[Collected data entries]
--- START ---

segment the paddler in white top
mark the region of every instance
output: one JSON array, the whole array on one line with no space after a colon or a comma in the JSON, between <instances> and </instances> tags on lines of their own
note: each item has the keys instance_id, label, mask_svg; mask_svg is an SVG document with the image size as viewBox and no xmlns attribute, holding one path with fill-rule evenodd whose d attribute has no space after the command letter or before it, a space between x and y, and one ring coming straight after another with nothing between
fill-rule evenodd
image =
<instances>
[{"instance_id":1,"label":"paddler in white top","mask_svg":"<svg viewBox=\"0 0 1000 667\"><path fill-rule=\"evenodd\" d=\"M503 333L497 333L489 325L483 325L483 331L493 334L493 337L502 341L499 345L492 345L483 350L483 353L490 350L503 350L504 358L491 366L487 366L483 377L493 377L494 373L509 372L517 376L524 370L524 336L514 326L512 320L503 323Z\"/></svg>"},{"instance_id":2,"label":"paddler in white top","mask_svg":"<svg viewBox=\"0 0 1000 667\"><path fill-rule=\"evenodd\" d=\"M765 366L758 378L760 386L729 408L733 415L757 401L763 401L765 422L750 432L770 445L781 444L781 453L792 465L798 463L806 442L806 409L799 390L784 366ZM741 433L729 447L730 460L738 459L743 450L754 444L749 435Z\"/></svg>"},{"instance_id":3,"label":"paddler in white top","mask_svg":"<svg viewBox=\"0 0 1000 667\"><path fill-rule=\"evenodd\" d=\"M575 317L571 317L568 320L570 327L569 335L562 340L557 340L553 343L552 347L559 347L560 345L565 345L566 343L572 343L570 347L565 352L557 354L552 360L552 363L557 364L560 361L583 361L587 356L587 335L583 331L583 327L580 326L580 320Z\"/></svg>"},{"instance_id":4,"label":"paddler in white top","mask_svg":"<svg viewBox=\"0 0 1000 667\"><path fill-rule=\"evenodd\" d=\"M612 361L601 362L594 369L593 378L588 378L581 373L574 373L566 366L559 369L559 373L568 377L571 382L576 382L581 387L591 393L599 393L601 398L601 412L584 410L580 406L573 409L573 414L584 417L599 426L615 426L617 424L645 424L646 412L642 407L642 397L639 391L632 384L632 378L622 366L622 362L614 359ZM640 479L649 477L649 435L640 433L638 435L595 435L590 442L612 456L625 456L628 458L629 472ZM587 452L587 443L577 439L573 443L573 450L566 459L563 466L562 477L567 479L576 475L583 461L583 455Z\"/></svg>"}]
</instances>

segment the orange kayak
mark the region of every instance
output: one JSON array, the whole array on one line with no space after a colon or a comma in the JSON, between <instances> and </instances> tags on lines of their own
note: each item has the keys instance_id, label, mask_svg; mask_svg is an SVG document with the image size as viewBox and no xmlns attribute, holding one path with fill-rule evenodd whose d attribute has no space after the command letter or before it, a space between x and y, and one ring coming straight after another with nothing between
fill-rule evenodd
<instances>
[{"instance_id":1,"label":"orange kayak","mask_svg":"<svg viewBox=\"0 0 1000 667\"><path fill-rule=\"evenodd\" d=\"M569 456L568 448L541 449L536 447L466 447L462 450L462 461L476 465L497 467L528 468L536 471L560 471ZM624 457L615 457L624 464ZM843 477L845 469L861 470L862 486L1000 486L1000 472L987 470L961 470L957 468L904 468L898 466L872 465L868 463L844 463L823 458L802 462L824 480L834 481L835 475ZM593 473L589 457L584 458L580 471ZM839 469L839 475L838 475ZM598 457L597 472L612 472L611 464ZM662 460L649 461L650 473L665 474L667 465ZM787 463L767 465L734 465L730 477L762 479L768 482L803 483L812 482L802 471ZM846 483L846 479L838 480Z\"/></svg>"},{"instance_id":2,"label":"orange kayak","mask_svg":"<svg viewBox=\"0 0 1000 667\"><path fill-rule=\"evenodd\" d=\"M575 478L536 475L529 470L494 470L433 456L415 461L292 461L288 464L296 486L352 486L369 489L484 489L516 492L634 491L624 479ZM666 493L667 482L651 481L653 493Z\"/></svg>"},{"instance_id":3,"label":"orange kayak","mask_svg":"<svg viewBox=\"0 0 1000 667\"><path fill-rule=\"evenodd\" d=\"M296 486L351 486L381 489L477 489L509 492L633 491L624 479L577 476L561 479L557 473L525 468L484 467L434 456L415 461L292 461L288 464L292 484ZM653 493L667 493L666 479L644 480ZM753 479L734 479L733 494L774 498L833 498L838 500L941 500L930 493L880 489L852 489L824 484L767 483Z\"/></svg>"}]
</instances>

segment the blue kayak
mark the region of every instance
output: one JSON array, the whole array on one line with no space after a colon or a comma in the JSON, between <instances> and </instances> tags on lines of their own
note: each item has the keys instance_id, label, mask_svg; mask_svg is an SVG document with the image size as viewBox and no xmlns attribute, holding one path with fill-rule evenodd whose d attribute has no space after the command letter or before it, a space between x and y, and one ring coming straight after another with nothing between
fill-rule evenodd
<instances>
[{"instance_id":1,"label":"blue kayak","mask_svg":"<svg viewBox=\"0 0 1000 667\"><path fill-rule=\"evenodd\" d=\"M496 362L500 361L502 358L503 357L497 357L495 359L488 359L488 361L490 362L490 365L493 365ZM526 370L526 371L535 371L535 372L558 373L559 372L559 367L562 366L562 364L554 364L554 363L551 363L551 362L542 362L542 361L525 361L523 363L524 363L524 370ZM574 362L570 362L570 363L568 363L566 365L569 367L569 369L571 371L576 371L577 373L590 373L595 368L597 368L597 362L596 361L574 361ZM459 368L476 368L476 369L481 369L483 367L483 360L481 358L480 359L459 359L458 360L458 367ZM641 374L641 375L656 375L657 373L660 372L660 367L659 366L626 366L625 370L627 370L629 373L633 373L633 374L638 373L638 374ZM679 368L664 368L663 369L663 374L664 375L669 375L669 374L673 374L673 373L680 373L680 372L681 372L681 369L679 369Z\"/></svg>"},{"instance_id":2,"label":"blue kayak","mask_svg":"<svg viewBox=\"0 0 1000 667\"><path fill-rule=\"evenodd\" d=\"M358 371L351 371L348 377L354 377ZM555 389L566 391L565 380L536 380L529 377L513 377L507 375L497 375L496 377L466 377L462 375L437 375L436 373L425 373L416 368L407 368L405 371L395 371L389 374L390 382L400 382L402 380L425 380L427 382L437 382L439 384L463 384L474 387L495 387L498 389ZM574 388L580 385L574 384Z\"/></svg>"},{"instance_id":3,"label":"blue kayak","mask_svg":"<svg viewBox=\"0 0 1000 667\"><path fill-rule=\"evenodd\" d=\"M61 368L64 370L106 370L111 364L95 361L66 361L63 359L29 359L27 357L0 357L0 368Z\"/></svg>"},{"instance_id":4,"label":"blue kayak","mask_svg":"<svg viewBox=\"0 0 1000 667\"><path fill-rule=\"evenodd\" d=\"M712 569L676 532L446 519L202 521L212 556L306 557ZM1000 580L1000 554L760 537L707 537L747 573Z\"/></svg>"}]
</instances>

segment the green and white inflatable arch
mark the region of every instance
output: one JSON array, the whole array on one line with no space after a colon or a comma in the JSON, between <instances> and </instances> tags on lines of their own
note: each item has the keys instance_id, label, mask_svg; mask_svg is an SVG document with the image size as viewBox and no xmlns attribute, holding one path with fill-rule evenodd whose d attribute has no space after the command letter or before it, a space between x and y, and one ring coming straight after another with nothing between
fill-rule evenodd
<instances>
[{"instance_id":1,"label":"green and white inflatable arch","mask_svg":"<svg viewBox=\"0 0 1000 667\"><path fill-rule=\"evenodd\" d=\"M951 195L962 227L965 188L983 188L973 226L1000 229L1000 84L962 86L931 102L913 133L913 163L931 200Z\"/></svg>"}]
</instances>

--- END ---

_WHAT THE TASK REQUIRES_:
Say how many lines above contain the string "segment". Answer with the number only.

_EXERCISE OUTPUT_:
4